## Written task A
Count the lines in the rows below that contain the word "front", and give only that number.

ISSUE 267 : Wednesday, October 14, 2009

Over the years I've done my best to maintain my promise of staying away from politics and matters of race in America. Sometimes it's been hard. "What If Obama Worked For Them" was one of those times. I still think they put him up for the job to distract us, so they could pull off one of the biggest bank jobs in history. So much for follow-ups. You figure out the rest of it.

Now I'm about to break my second caveat. A word about race in America. More specifically, race in advertising. More precisely, race and me in advertising. This is not going to be one of those "woe is moi" stories about the immense unfairness of it all. This is just about how it feels to be considered, "less."

You have to have a certain strength of conviction to do this job. To conceive an idea that a Global 100 enterprise will invest 100s of millions in over the course of four decades is no walk in the park. To do it over and over again, year after year is slightly short of extraordinary. I should feel very proud of myself. And I do. A young black creative from Texas, Derek Walker said it best. "I love advertising. But advertising doesn't love me."

As anyone who watches the hit show "Mad Men" knows, advertising is not now, nor has it ever been, an equal opportunity employer. It is a world of under-educated, over-privileged, narrow-minded pretenders. Ad people pretend to be business people. That is because the advertising industry is a service industry and the service rendered is compliance. Advertising people comply with whatever the client thinks is right at the time. Advertising is said to set the values of our society. But in truth, advertising simply reflects the values of our time. But in matters of race, something went terribly wrong.

In their belief that they were somehow better than the common man, the people who make up the advertising industry did not follow the rest of American business into equal opportunity employment, integration or diversity. Madison Avenue decided that blacks and Hispanics did not "fit" their version of who they imagined themselves to be.

So Madison Avenue just shut them out. And for those few of us who were able to slip in, the welcome mat was snatched out from under us and we were marginalized in dead-end jobs and banned from any chance for advancement. So no matter how many awards my work won for my employers, my star never rose. They would rather promote a person with lesser skills and than assign me to make them look good. The newly-minted ACD would then claim credit for the work and be promoted to creative director and fire me or shunt me off to some horrible assignment that would send me packing to another agency for more of the same.

I soon learned the fine art of job jumping. I would duck just seconds before the axe of the headsmen swung. Sell a great campaign. Duck and cover. Win a prestigious award. Duck and run. Gain a client compliment. Duck and dodge. While the average white brand of agency creative would get ready for the fast track after a stellar performance, I got ready to bail. It gave me a whole new mindset. Dead man running.

I gave each agency exactly one year. Once hired I would hit the ground rolling. I knew better than even try to play office politics. I went directly into stealth mode. I would stay late every night and read every research report and client memorandum that had been circulated for at least two years before my arrival. I would roam the account management, media and research departments long into the night. Nobody noticed. They thought I was just another cleaning guy. Every day that went past, I got more and more client/market knowledgeable.

## Data records
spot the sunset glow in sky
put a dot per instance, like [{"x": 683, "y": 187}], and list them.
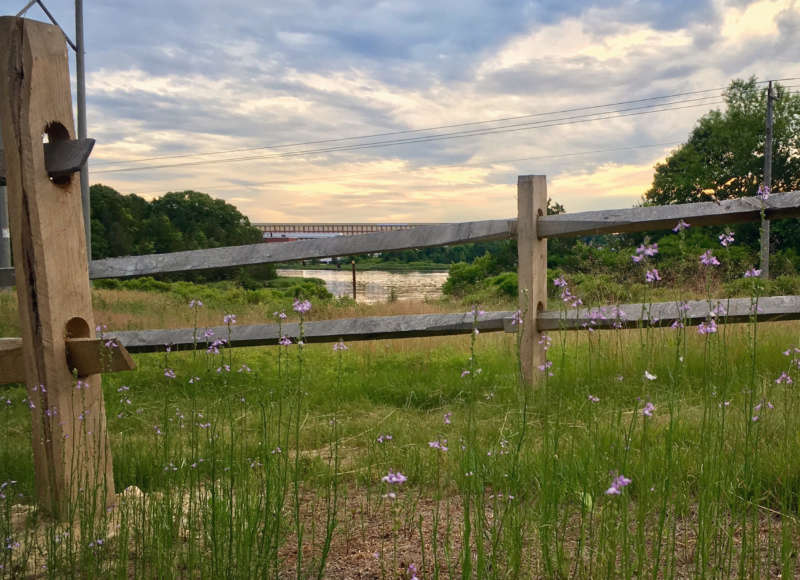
[{"x": 167, "y": 81}]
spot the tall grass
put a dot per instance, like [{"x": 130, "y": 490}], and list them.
[{"x": 653, "y": 452}]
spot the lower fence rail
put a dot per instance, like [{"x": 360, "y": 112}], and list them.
[{"x": 657, "y": 314}]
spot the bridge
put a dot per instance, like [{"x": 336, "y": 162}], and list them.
[{"x": 298, "y": 231}]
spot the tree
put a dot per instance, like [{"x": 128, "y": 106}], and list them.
[
  {"x": 205, "y": 222},
  {"x": 724, "y": 156},
  {"x": 124, "y": 225}
]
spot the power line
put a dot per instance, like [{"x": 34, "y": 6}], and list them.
[
  {"x": 412, "y": 131},
  {"x": 483, "y": 163},
  {"x": 426, "y": 129},
  {"x": 431, "y": 138}
]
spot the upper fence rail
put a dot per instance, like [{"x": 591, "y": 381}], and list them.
[{"x": 748, "y": 209}]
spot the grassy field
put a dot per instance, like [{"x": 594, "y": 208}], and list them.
[{"x": 659, "y": 453}]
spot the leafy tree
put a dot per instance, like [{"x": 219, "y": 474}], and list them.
[
  {"x": 188, "y": 220},
  {"x": 724, "y": 157},
  {"x": 205, "y": 222}
]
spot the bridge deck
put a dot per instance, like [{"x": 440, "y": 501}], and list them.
[{"x": 334, "y": 228}]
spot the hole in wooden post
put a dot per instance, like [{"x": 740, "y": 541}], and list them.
[
  {"x": 53, "y": 133},
  {"x": 77, "y": 328}
]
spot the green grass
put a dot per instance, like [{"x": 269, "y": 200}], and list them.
[{"x": 277, "y": 472}]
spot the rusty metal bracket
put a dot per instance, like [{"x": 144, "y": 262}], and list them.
[{"x": 61, "y": 158}]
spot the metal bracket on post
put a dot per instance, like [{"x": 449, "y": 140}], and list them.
[
  {"x": 72, "y": 457},
  {"x": 532, "y": 271}
]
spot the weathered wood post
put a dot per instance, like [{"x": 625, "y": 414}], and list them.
[
  {"x": 531, "y": 270},
  {"x": 70, "y": 444}
]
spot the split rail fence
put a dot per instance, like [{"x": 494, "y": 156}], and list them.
[
  {"x": 531, "y": 227},
  {"x": 52, "y": 277}
]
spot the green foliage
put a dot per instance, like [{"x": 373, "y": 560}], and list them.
[
  {"x": 126, "y": 225},
  {"x": 226, "y": 293},
  {"x": 723, "y": 156}
]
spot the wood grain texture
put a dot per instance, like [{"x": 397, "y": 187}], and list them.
[
  {"x": 640, "y": 219},
  {"x": 420, "y": 237},
  {"x": 532, "y": 270},
  {"x": 86, "y": 356},
  {"x": 664, "y": 314},
  {"x": 347, "y": 329},
  {"x": 52, "y": 279}
]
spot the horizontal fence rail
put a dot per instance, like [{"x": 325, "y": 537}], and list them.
[
  {"x": 421, "y": 237},
  {"x": 690, "y": 313},
  {"x": 347, "y": 329},
  {"x": 640, "y": 219},
  {"x": 748, "y": 209}
]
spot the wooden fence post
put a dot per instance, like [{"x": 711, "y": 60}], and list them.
[
  {"x": 70, "y": 444},
  {"x": 532, "y": 270}
]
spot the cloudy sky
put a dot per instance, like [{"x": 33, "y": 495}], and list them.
[{"x": 409, "y": 110}]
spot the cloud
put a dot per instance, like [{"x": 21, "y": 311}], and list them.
[{"x": 182, "y": 78}]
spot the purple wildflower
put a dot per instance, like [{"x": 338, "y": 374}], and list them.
[
  {"x": 617, "y": 484},
  {"x": 708, "y": 259},
  {"x": 726, "y": 238},
  {"x": 394, "y": 478},
  {"x": 440, "y": 445},
  {"x": 709, "y": 327},
  {"x": 682, "y": 225},
  {"x": 652, "y": 276},
  {"x": 301, "y": 306},
  {"x": 644, "y": 251}
]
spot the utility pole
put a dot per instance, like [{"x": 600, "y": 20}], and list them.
[
  {"x": 767, "y": 181},
  {"x": 80, "y": 74}
]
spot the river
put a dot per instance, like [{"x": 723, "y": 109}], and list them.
[{"x": 377, "y": 285}]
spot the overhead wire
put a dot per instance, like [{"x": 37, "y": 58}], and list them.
[
  {"x": 420, "y": 130},
  {"x": 609, "y": 115},
  {"x": 480, "y": 163},
  {"x": 425, "y": 129}
]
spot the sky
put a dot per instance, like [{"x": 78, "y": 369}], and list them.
[{"x": 404, "y": 110}]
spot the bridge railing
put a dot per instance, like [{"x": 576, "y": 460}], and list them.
[{"x": 531, "y": 227}]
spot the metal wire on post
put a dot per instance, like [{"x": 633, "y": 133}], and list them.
[
  {"x": 5, "y": 234},
  {"x": 80, "y": 73}
]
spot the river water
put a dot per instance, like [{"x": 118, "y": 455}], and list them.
[{"x": 377, "y": 285}]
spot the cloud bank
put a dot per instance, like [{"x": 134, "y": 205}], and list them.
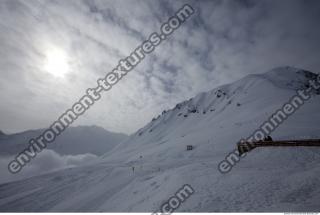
[
  {"x": 224, "y": 41},
  {"x": 46, "y": 161}
]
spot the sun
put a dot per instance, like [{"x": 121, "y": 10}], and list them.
[{"x": 56, "y": 62}]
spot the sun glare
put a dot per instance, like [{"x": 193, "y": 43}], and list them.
[{"x": 56, "y": 62}]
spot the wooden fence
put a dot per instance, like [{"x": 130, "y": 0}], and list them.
[{"x": 244, "y": 147}]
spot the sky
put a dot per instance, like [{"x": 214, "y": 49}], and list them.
[{"x": 84, "y": 39}]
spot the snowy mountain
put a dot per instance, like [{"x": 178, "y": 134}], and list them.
[
  {"x": 267, "y": 179},
  {"x": 75, "y": 140}
]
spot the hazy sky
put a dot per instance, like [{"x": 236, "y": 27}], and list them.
[{"x": 222, "y": 42}]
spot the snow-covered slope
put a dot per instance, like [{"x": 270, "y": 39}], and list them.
[
  {"x": 273, "y": 179},
  {"x": 75, "y": 140}
]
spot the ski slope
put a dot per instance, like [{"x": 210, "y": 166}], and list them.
[{"x": 267, "y": 179}]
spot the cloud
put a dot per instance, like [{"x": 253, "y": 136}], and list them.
[
  {"x": 222, "y": 42},
  {"x": 46, "y": 161}
]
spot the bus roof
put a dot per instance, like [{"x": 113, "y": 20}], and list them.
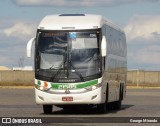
[{"x": 74, "y": 22}]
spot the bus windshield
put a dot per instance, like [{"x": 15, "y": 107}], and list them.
[{"x": 69, "y": 54}]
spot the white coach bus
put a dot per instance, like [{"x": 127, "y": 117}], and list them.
[{"x": 80, "y": 59}]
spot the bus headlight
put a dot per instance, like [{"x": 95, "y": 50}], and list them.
[{"x": 93, "y": 87}]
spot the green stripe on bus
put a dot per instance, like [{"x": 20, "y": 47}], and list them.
[
  {"x": 74, "y": 86},
  {"x": 87, "y": 84}
]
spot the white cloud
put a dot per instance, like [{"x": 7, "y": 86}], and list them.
[
  {"x": 149, "y": 55},
  {"x": 146, "y": 28},
  {"x": 20, "y": 30},
  {"x": 78, "y": 3}
]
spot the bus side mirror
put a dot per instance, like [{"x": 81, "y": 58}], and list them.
[
  {"x": 103, "y": 46},
  {"x": 29, "y": 47}
]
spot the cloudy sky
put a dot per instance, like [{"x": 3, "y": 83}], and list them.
[{"x": 140, "y": 19}]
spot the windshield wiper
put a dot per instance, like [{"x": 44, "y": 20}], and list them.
[
  {"x": 77, "y": 72},
  {"x": 54, "y": 75}
]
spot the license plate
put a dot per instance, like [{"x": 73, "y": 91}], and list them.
[{"x": 67, "y": 98}]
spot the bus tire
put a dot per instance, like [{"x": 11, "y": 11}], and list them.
[
  {"x": 102, "y": 108},
  {"x": 47, "y": 109}
]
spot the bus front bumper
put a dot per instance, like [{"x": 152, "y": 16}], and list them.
[{"x": 96, "y": 96}]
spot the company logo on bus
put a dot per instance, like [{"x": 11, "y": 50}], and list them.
[{"x": 67, "y": 86}]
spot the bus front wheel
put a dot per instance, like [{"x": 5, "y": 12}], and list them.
[{"x": 47, "y": 109}]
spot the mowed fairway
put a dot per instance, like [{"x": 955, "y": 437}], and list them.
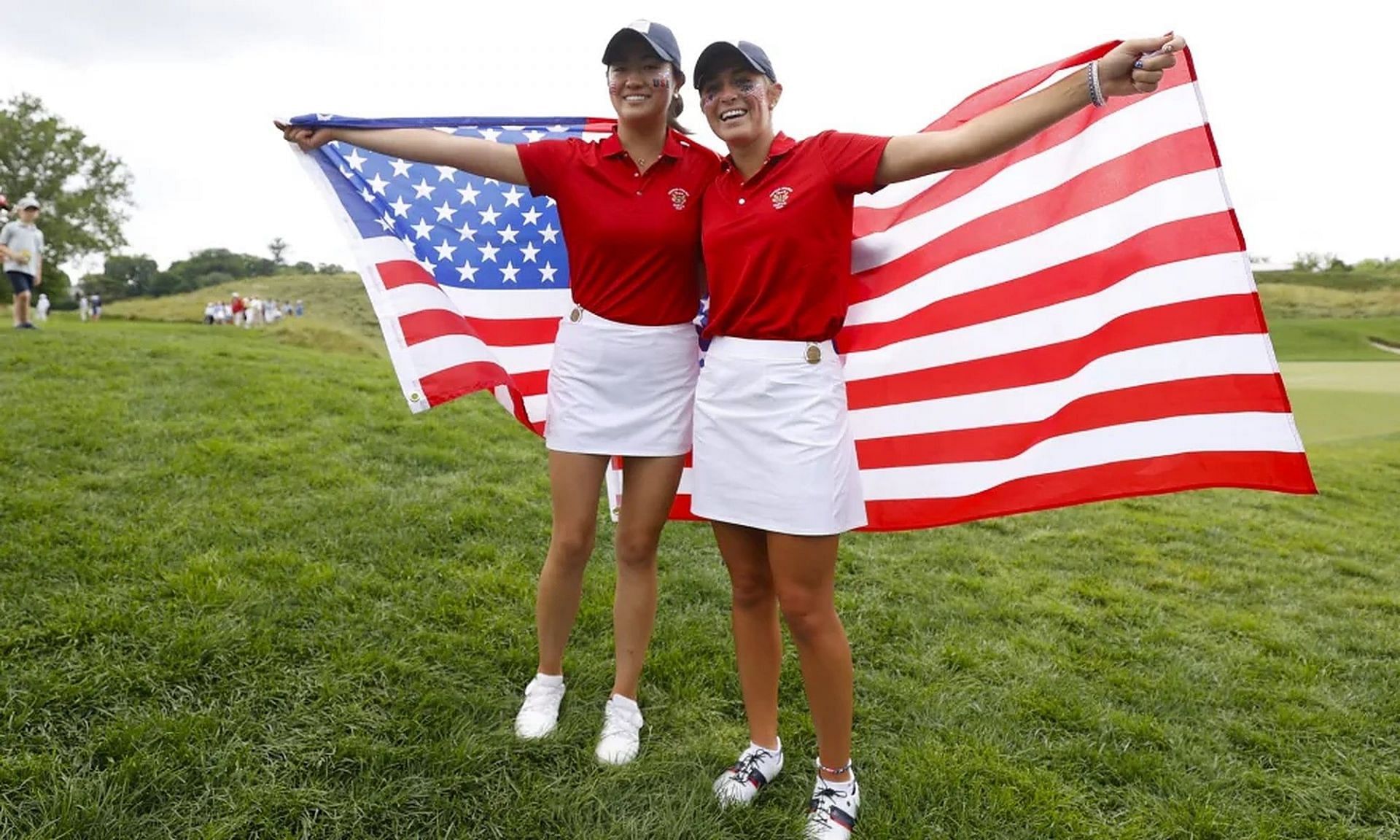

## Written task B
Set down the passage from the essay on race in advertising, beginning at the words "I soon learned" and stopping after "Dead man running.".

## Written answer A
2

## Written answer B
I soon learned the fine art of job jumping. I would duck just seconds before the axe of the headsmen swung. Sell a great campaign. Duck and cover. Win a prestigious award. Duck and run. Gain a client compliment. Duck and dodge. While the average white brand of agency creative would get ready for the fast track after a stellar performance, I got ready to bail. It gave me a whole new mindset. Dead man running.